Short task =
The material below should be written out in full and exactly; pictures stay out of the copy.

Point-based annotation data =

⟨

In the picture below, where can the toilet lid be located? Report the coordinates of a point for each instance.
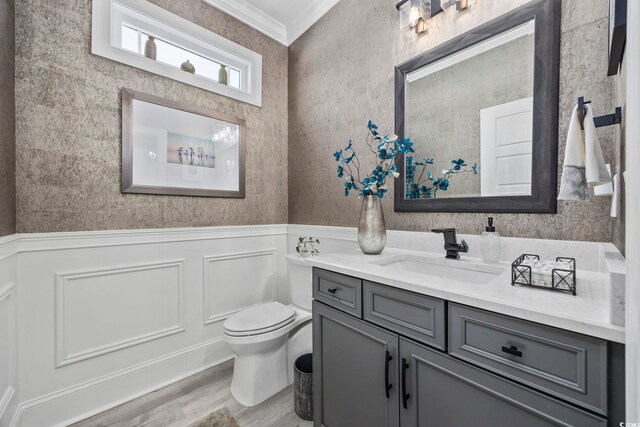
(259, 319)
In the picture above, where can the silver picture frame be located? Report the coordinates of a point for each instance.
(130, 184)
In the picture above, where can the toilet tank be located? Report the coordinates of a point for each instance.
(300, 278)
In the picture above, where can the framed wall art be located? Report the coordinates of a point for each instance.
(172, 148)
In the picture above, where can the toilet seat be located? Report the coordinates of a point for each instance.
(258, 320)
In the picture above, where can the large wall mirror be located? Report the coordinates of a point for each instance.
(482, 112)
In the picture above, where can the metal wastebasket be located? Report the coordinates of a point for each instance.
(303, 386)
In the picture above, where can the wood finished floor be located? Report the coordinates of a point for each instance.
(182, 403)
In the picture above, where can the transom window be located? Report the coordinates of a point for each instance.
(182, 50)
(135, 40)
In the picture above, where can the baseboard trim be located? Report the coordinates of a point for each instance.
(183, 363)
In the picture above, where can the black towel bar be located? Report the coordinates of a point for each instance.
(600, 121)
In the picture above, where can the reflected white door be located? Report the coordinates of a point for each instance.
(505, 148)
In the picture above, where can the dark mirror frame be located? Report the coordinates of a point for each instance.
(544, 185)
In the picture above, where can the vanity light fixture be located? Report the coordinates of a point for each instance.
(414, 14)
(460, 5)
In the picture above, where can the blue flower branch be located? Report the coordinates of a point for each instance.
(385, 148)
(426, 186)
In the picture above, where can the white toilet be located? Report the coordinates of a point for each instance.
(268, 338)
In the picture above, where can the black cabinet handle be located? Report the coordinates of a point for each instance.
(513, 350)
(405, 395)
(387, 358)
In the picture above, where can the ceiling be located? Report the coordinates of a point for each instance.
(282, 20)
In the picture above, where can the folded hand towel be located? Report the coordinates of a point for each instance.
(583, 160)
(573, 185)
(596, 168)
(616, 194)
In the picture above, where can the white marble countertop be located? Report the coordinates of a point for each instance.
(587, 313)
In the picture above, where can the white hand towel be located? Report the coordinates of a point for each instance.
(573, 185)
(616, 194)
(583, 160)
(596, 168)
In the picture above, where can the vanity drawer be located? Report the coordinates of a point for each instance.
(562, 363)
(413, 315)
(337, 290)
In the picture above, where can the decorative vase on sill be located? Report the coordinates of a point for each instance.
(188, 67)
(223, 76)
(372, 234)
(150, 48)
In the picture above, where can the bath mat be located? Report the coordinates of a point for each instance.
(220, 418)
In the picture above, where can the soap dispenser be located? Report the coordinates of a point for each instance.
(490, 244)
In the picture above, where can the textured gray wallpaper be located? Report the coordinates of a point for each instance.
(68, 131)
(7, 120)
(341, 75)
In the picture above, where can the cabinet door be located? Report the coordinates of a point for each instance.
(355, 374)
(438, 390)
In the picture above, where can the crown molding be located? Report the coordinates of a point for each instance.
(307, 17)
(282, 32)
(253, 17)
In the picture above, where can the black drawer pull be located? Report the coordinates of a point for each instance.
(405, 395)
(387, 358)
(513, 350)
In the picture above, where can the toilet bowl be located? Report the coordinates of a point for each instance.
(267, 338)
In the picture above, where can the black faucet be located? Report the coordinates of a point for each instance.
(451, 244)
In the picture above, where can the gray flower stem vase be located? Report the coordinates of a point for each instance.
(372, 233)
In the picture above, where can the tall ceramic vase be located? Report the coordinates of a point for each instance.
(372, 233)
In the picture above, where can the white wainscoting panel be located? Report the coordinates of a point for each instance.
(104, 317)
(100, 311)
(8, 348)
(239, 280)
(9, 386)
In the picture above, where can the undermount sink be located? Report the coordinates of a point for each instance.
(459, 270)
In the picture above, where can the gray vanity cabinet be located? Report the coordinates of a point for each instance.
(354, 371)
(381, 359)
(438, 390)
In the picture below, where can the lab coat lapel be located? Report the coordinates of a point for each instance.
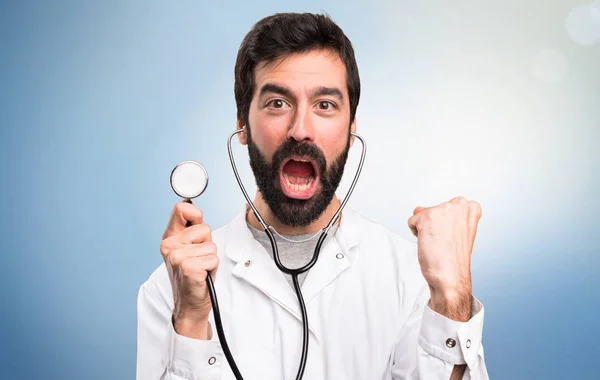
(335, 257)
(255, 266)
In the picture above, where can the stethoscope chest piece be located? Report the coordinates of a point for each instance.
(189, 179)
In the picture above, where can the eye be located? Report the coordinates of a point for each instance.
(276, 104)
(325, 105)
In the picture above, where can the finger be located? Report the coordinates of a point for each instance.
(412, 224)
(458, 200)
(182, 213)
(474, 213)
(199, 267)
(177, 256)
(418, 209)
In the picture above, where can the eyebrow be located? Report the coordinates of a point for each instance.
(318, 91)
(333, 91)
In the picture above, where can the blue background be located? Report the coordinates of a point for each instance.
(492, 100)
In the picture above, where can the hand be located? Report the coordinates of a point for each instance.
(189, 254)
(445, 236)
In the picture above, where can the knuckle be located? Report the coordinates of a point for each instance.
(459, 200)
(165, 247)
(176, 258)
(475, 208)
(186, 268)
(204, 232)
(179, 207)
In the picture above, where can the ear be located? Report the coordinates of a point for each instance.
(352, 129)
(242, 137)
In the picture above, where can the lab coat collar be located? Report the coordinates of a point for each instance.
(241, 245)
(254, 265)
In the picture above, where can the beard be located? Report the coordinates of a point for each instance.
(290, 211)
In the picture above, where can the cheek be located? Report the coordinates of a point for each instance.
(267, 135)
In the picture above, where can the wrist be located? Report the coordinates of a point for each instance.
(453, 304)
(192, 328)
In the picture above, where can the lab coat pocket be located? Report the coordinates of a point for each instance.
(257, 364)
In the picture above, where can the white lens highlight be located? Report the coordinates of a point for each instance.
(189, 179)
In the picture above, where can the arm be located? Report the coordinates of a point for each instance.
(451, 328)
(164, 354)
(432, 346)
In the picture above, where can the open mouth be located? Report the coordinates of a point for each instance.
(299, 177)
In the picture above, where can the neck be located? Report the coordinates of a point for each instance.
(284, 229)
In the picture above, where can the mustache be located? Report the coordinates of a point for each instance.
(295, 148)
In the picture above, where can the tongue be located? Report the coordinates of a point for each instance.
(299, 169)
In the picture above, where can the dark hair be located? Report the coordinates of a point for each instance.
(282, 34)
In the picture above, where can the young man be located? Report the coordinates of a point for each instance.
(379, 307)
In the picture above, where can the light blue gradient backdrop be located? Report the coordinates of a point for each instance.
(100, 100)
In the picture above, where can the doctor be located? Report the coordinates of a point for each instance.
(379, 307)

⟩

Answer below =
In the picture below, where can the toilet lid be located? Report the coordinates of a point for each instance.
(259, 319)
In the picture above, where can the silver picture frame be located? Report the coordinates of a point for each instance.
(130, 184)
In the picture above, where can the toilet tank be located? Report the coordinates of a point for each instance.
(300, 278)
In the picture above, where can the framed wall art be located? Report the coordinates of a point for each instance.
(172, 148)
In the picture above, where can the toilet seat be located? Report the coordinates of a point for each instance.
(258, 320)
In the picture above, where can the large wall mirror be located? Report the coordinates of a point for each instance.
(482, 112)
In the picture above, where can the metal wastebasket be located? Report the coordinates of a point for each instance.
(303, 386)
In the picture above, where can the wood finished floor be located? Report the coordinates of a point for each instance.
(182, 403)
In the picture above, where can the transom window be located? Report the coordinates of a point for each instance.
(182, 50)
(135, 40)
In the picture above, where can the baseboard trim be located? Report the coordinates of a point for each instance.
(183, 363)
In the picture above, where can the black towel bar be located? Report the coordinates of a point for each instance.
(600, 121)
In the picture above, where can the reflected white door be located? Report the coordinates of a point for each instance.
(505, 148)
In the picture above, where can the dark mirror frame be located? Report the coordinates of a point for each instance.
(544, 185)
In the picture above, where can the vanity light fixture be located? Report the coordinates of a point for each instance.
(414, 14)
(460, 5)
In the picture above, where can the blue flower branch be located? Report the coordinates of a point for each instance.
(385, 148)
(426, 186)
In the picture above, where can the white toilet be located? Report the coordinates of a point for each instance.
(268, 338)
In the picture above, where can the black cabinet handle be located? Report the coordinates of a point for each instance.
(513, 350)
(405, 395)
(387, 358)
In the picture above, where can the ceiling be located? Report the coordinates of a point for each instance.
(282, 20)
In the picture above, where can the folded hand towel be located? Report the coordinates of a point for each instance.
(583, 160)
(573, 185)
(596, 168)
(616, 194)
In the picture above, where can the white marble countertop be located? Report the coordinates of a point for each instance.
(587, 313)
In the picture above, where can the white hand towel be located? Report the coordinates of a point for each instance.
(573, 185)
(616, 194)
(583, 160)
(596, 168)
In the picture above, where can the vanity drawer be located? Report the coordinates of a point for each instance.
(562, 363)
(413, 315)
(337, 290)
In the picture above, where can the decorative vase on sill be located? Report the coordinates of a point for each instance.
(188, 67)
(223, 76)
(372, 234)
(150, 48)
In the picture above, where can the bath mat be located? Report the coordinates of a point for each instance.
(220, 418)
In the picture above, where can the soap dispenser be located? Report the coordinates of a point for each instance.
(490, 244)
In the picture above, where can the textured gray wallpaper be located? Report the coordinates of a point for each instance.
(68, 131)
(7, 120)
(341, 75)
In the picture above, where can the cabinet door be located? Report the coordinates of a point for each instance.
(355, 374)
(438, 390)
In the picture above, where can the crown molding be located? Report the coordinates of a point for each instance.
(307, 17)
(282, 32)
(253, 17)
In the picture above, where can the black drawer pull be located? Report the coordinates of a point for each instance.
(405, 395)
(387, 358)
(513, 350)
In the picture above, where can the toilet bowl be located? Report the coordinates of a point for each instance.
(267, 338)
In the picture above, where can the black faucet be located? Report the coordinates of a point for each instance.
(451, 244)
In the picture above, where can the gray flower stem vase be located? Report the coordinates of a point for each instance.
(372, 233)
In the picture above, where can the tall ceramic vase be located? Report the coordinates of a point for each instance.
(372, 233)
In the picture above, where can the white wainscoting panel be located? Report the coordinates of a point for each instance.
(104, 317)
(100, 311)
(8, 348)
(239, 280)
(9, 386)
In the picture above, where can the undermount sink be located? Report the coordinates of a point for each instance.
(459, 270)
In the picture above, where can the gray vanity cabinet be located? Report the coordinates of a point for each instance.
(354, 371)
(381, 359)
(438, 390)
In the picture below, where can the lab coat lapel be located? Report the coordinates of a point for each instance.
(335, 257)
(255, 266)
In the picture above, where can the stethoscope chest piece be located? Report the coordinates of a point for each instance.
(189, 179)
In the picture above, where can the eye be located? Report the coordinates of a point for each instance.
(276, 104)
(325, 105)
In the picture above, where can the finger be located? Report the coordinates of a point for each instance.
(412, 224)
(458, 200)
(182, 213)
(474, 213)
(199, 267)
(177, 256)
(418, 209)
In the picture above, where can the eyebrow be located? Report the coordinates of a point for each instance.
(318, 91)
(333, 91)
In the picture above, where can the blue background be located? Report the coordinates of a point for each instance.
(492, 100)
In the picture above, where can the hand be located? Report the coordinates of a point for each instance.
(189, 254)
(445, 236)
In the picture above, where can the knuckle be located? Report the coordinates of a point for each instance.
(459, 200)
(165, 247)
(176, 258)
(475, 208)
(186, 268)
(204, 232)
(179, 207)
In the picture above, where can the ear be located? Report the coordinates of a point for each instance.
(352, 129)
(242, 137)
In the picture above, where can the lab coat collar be located? Report the coordinates of a point for each instance.
(241, 245)
(254, 265)
In the picture above, where can the beard be located? Report the coordinates of a point for each instance.
(290, 211)
In the picture above, where can the cheek be located? Report the coordinates of a point for each instance.
(267, 135)
In the picture above, where can the wrist be located? Report the coordinates of a point for each instance.
(453, 304)
(192, 328)
In the picture above, where can the lab coat pocket be located? Report the coordinates of a point for each instance.
(257, 364)
In the picture above, where can the white lens highlight be located? Report the coordinates of a point for each instance.
(189, 179)
In the picture above, where can the arm be located? Report the coordinates of a point for each instance.
(451, 328)
(164, 354)
(432, 346)
In the picture above, where can the open mouth be located? Report the coordinates of a point for each instance.
(299, 177)
In the picture above, where can the neck be located? Report the coordinates of a point for each instance.
(284, 229)
In the picture above, where can the mustache be located? Report the coordinates of a point for each instance.
(295, 148)
In the picture above, where can the tongue be located? Report the coordinates of a point for each instance.
(299, 169)
In the picture above, where can the dark hair be located? Report the coordinates of a point for each instance.
(282, 34)
In the picture above, where can the young man be located? Report the coordinates of a point for each instance.
(379, 307)
In the picture above, where can the light blue gradient backdrop be located? Report the coordinates of a point for each instance.
(100, 100)
In the picture above, where can the doctor be located? Report the coordinates of a point for each instance.
(379, 307)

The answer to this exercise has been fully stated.